• WHAT THIS TASK INVOLVES
Return every one of the items below word for word, with each line unchanged.

· · ·

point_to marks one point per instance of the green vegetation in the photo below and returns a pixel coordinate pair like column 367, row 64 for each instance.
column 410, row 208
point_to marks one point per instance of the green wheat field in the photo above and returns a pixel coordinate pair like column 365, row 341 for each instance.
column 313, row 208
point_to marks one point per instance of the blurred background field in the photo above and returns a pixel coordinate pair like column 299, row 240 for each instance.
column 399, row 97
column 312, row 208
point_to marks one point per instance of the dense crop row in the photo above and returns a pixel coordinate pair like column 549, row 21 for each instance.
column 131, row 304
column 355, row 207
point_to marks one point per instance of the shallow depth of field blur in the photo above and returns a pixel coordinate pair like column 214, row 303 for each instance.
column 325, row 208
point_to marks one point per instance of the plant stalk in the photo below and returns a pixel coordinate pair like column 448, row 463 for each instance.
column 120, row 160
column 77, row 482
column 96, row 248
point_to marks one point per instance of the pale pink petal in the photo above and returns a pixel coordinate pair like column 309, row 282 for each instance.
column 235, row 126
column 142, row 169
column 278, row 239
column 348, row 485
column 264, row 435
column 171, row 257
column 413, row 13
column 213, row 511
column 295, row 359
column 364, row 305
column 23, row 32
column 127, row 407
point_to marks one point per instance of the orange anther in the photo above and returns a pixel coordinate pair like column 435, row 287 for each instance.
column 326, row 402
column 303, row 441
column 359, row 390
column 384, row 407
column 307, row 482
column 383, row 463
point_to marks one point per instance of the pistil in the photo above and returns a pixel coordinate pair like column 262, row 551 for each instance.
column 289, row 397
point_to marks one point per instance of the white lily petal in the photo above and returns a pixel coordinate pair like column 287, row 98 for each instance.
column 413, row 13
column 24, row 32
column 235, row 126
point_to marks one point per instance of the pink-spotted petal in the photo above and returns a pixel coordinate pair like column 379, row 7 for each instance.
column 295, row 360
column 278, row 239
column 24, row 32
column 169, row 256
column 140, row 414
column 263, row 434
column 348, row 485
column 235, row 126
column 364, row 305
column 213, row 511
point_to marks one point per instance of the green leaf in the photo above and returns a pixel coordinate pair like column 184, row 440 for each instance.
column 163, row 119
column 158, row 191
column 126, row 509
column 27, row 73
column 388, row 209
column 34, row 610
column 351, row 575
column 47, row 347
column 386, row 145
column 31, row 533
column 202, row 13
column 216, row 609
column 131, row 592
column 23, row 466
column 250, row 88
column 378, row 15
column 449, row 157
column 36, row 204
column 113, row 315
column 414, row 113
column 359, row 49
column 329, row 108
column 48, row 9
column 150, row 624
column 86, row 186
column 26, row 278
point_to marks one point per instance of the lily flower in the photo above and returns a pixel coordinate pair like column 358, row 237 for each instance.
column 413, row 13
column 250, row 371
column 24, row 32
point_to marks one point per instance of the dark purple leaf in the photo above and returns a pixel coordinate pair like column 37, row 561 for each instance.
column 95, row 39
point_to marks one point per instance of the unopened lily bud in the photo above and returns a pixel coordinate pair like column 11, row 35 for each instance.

· · ·

• THE RESPONSE
point_to marks one point per instance of the green vegetation in the photo below and returns a pixel coordinate pair like column 367, row 64 for each instance.
column 410, row 208
point_to marks one point per instance of the green wheat field in the photo above and returns a pixel coordinate pair like column 365, row 341 for each instance.
column 313, row 208
point_to marks one point per instance of the blurred background field in the photo above and returns a pixel coordinate pair like column 299, row 240 for each instance.
column 399, row 97
column 312, row 208
point_to marks one point per instance of the dense crop row in the photo above and returns a pixel coordinate pair like column 549, row 21 for each instance.
column 131, row 304
column 355, row 207
point_to marks one point per instance of the shallow depth of field blur in the photo above and returns a pixel coordinate pair like column 214, row 303 for each instance.
column 325, row 208
point_to marks one point per instance of the plant stalk in the photo below and returns a pixel coordinate pair like column 448, row 463 for each instance.
column 120, row 160
column 77, row 482
column 96, row 248
point_to marks one point per instance of the pale pink petal in the photo above and returns a pixel coordinate pair like column 309, row 282 for each instance.
column 235, row 126
column 142, row 169
column 278, row 239
column 348, row 485
column 264, row 435
column 171, row 257
column 413, row 13
column 213, row 511
column 295, row 359
column 364, row 305
column 23, row 32
column 127, row 407
point_to marks one point per instance of the orange anther in the photo above and returns a pixel coordinate pair like column 435, row 287 for each instance.
column 326, row 402
column 303, row 441
column 359, row 390
column 384, row 407
column 307, row 482
column 383, row 463
point_to marks one point per instance of the pistil in the photo above and returns a pixel coordinate pair like column 262, row 551 for each instance.
column 289, row 397
point_to marks one point per instance of the white lily petal in the photo above and returns a pixel coordinate pair like column 287, row 98 for each instance.
column 413, row 13
column 24, row 32
column 235, row 126
point_to marks one point per instance of the pink-spotted petal in the photo above and returns a pixel coordinate pair like column 379, row 7 for each instance.
column 295, row 360
column 278, row 239
column 24, row 32
column 169, row 256
column 140, row 414
column 263, row 434
column 348, row 485
column 235, row 126
column 364, row 305
column 213, row 511
point_to marks one point per instance of the green leaf in the photo above and returns a pixel coordinate pair like column 184, row 440 for each instance.
column 163, row 119
column 158, row 191
column 126, row 509
column 27, row 73
column 388, row 209
column 34, row 610
column 351, row 575
column 47, row 347
column 386, row 145
column 31, row 533
column 202, row 13
column 216, row 609
column 131, row 592
column 23, row 466
column 250, row 88
column 378, row 15
column 449, row 157
column 36, row 204
column 113, row 315
column 414, row 113
column 359, row 49
column 329, row 108
column 48, row 9
column 150, row 624
column 86, row 186
column 26, row 278
point_to marks one point per instance of the lily flower in the photo above and returns a pixel coordinate pair like column 358, row 237 for each instance.
column 413, row 13
column 250, row 371
column 24, row 32
point_to marks one point per instance of the dark purple leaf in the photo above and returns a pixel coordinate pair like column 37, row 561 for each instance.
column 95, row 39
point_to marks one point per instance of the unopened lily bud in the photo above and returns a pixel coordinate pair like column 11, row 35 for each instance.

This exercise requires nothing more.